## Supplied text
It's practically your route.
And my blood is on the floor back there.
And I, you know...
believe you me, if these walls could talk, type of thing.
And then suddenly, between me and a door that normally has a friendly face sitting at the door, like, hey, man, how's it going?
Here, there's a strange person who...
This is not their place.
They look really uncomfortable, fish out of water.
And they're sitting on the magic stool.
And I go, hey, man, I'm just here to see that.
And they're like, well, your pass is blue.
And the pass that gets you through this door is pink.
And I'm like, yeah, well, that was just a thing.
It must have been a mistake.
And if he's not heard it a thousand times, somebody has told him that he's heard it a thousand times.
And then I'm there.
And he knows.
His job, remember earlier we told you to just keep saying no?
That's your job.
You will succeed at your job if you keep saying no in the enforcement of the thing that you're here to enforce.
And there are thousands of show business stories where, where somebody like that stops Ray Charles at the back of some places.
Like that's not the right pass.
And Ray Charles is like, I'm Ray Charles.
And the guy's like, never heard of him.
Um, he's not on the list.
Like that happens a lot.
Yeah.
And, and, and because they hire these people specifically because they couldn't pick Lizzo out of a crowd, right?
They're just, these are just people that they, that they pulled from a soup kitchen.
Yeah.
But I am... You can borrow some burnouts from the film war.
You know, like, hey, come on, 50 bucks.
I am constitutionally really bad at navigating those moments.
And I work at it so hard.
And I still cannot accept... And what happens is, I go, this band...
who's coming through town that invited me to the show, gave me a fucking pink badge.
I'm sorry.
They gave me a blue badge and they know that a pink badge is what was required to get through this door.
And so they kept me in blue badge land and fuck that.
Yeah.
But there's nothing I can do.
I can text them five minutes before they go on stage and go, why the fuck isn't my pass right?
Can't do that.
I can.
Because if you're contacting, if you know their management, that's one thing.
Well, if you're texting the drummer when they're about to go out, that's not very cool.
If you're texting their road manager.
five minutes before they go on the road that's not what he's worried about he's not worried about you yeah right there's nobody in it's not like you're there it's not like you're there it's not like you're um the whatever that guy from atlantic records it's not like you're gonna show up you're not herb albert you're not gonna like show up with a contract or something you're not the person where they're like you know oh there's someone that's somebody gonna be here tonight and they're gonna sign us up for you know you're you're it's nice to have you there you're a pal but you're not like essential to the process
Even those guys, you know, I don't think five minutes before, but, but, but what happened, what, what had happened was what had happened was what happens to me internally is that,
You know, I don't really feel slighted that much in the world, but that's that thing.

## Entries shown
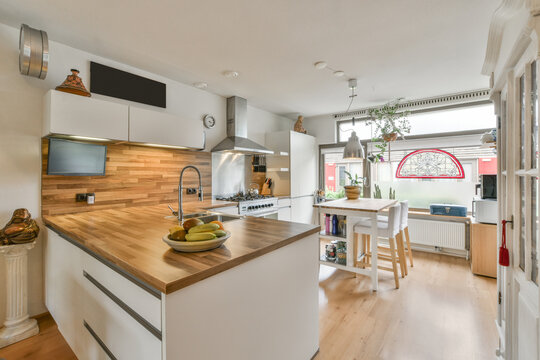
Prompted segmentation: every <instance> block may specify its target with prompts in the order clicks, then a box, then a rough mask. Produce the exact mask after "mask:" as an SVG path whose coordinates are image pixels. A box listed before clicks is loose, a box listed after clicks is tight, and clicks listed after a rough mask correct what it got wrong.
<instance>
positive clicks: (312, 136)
mask: <svg viewBox="0 0 540 360" xmlns="http://www.w3.org/2000/svg"><path fill="white" fill-rule="evenodd" d="M290 136H291V138H290V141H291V145H290V154H289V155H290V164H291V166H290V174H291V194H290V195H291V197H292V198H294V197H299V196H305V195H313V193H314V192H315V190H316V189H317V156H318V151H317V144H316V142H315V138H314V137H313V136H310V135H305V134H301V133H297V132H295V131H291V135H290Z"/></svg>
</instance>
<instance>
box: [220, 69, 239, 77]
mask: <svg viewBox="0 0 540 360" xmlns="http://www.w3.org/2000/svg"><path fill="white" fill-rule="evenodd" d="M239 75H240V74H239V73H238V72H236V71H232V70H228V71H224V72H223V76H225V77H226V78H228V79H234V78H237V77H238V76H239Z"/></svg>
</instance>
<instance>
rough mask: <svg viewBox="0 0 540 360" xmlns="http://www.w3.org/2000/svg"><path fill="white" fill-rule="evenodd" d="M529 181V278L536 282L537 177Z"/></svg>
mask: <svg viewBox="0 0 540 360" xmlns="http://www.w3.org/2000/svg"><path fill="white" fill-rule="evenodd" d="M530 181H531V280H532V281H533V282H534V283H535V284H538V258H537V241H538V240H537V236H538V234H537V231H538V207H537V203H538V202H537V201H538V178H537V177H532V178H531V179H530Z"/></svg>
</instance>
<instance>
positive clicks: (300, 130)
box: [294, 115, 307, 134]
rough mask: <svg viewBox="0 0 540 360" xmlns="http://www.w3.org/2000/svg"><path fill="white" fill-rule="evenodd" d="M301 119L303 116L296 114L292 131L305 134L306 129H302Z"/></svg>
mask: <svg viewBox="0 0 540 360" xmlns="http://www.w3.org/2000/svg"><path fill="white" fill-rule="evenodd" d="M302 121H304V117H303V116H302V115H300V116H298V120H296V123H295V124H294V131H296V132H299V133H302V134H305V133H307V131H306V129H304V126H303V125H302Z"/></svg>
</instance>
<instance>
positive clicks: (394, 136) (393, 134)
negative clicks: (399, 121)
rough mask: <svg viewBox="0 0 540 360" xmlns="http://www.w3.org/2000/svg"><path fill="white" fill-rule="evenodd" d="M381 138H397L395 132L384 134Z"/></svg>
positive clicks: (395, 140)
mask: <svg viewBox="0 0 540 360" xmlns="http://www.w3.org/2000/svg"><path fill="white" fill-rule="evenodd" d="M383 139H384V141H386V142H390V141H396V140H397V133H390V134H384V135H383Z"/></svg>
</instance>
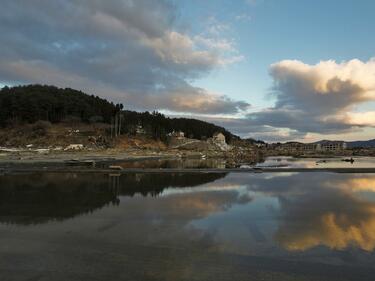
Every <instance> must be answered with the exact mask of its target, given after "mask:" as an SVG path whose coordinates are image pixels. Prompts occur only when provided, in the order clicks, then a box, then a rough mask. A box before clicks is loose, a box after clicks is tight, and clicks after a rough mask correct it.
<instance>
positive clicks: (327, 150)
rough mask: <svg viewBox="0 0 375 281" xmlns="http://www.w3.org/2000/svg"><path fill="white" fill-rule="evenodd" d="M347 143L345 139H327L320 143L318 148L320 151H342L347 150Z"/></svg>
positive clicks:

## Complete the following
A – Answer from the backstage-pass transcript:
(i) What color was the pass the speaker was given?
(ii) What color pass was needed to get through the door?
(iii) Which musician is named in the show business stories about being stopped at the back of a venue?
B – Pick up the backstage-pass transcript after its final sentence and keep going in the same speaker's voice.
The entries are separate material and have no connection to the backstage-pass transcript.

## Answer list
A –
(i) Blue.
(ii) Pink.
(iii) Ray Charles.

B –
If there are five levels of past to a thing, and you're inviting me to come, and we're old bros and have traveled the world together and have played lots of shows together...
You know to be able to trust me with the highest level of pass because I'm not going to come into the dressing room five minutes before you go on and put my dick in your face.
I know the rules.
So if somebody knows the rules, give them the best pass.
The passes are only to separate the people that don't know the rules from the secret bathroom.
You don't give a pass to a snork.
Or you do give a pass to a snork, it just says in a code on it, snork.
Oh, I see.
So that after the show, it's like, all the snorks, come on, we're all going to have a spaghetti dinner.
So we were at a show a couple of weeks ago, and it was me and Josh Rosenfeld, president of Barsuk Records, local indie rock luminary.
And we were both on the guest list.
And we arrived there and I opened my envelope and it had these laminates, these backstage laminates that like glowed in the dark and were holograms.
I mean, each one of my passes probably cost 50 bucks just to manufacture.
They were beautiful.
And Josh opened his envelope and the past was like after show party.
It was made out.
It was like it had been copied on a, uh, on a laser copier.
Josh was like, what the fuck?
And I looked over and I had that feeling of like, lol.
You got the book to pass.
But I didn't, you know, you don't want to show it.
Yeah, that's when the essentially sibling relationship in some relationships comes out where you're like, hello?
Yeah.
You got the paper one.
I was like, oh, gnarly.
And he's like, what the fuck?
And the thing is, we know, the two of us, every single aspect of this touring operation, their sound guy, their manager, everybody.
We know them all.
And so what the fuck, right?
Yeah.
What is this about?
So we get in the front door and we're just here to watch the show.
We're just normal.
We could just sit in a chair and watch the show for Christ's sake.
But Josh has this paper backstage pass that's, that's literally vibrating like a, like a, like John Bonham's gong, like in Josh's pocket.
This will not stand.
We sit in a chair and we're watching the show.
Neither one of us are using our pass at all.
We got nowhere to be.
But that fucking thing is burning a hole in his mind.
Yeah.
Yeah.
And so he pulls out his phone and starts to send texts and he's not telling me he's doing it.
I'm just looking over and I know what he's doing.
Hey man, how's it going?
I'm just out here in the crowd.
Glad to be here.
I just, I noticed I got this, um, you know, like after show spaghetti dinner pass and
And I was wondering if there was a, and so for the rest of the show, and I'm, I'm laughing at him because this is absolutely what I do.
Oh, you're right.
Except I'm mad and he's, I mean, he's mad, but he's like keeping his, keeping a lid on it.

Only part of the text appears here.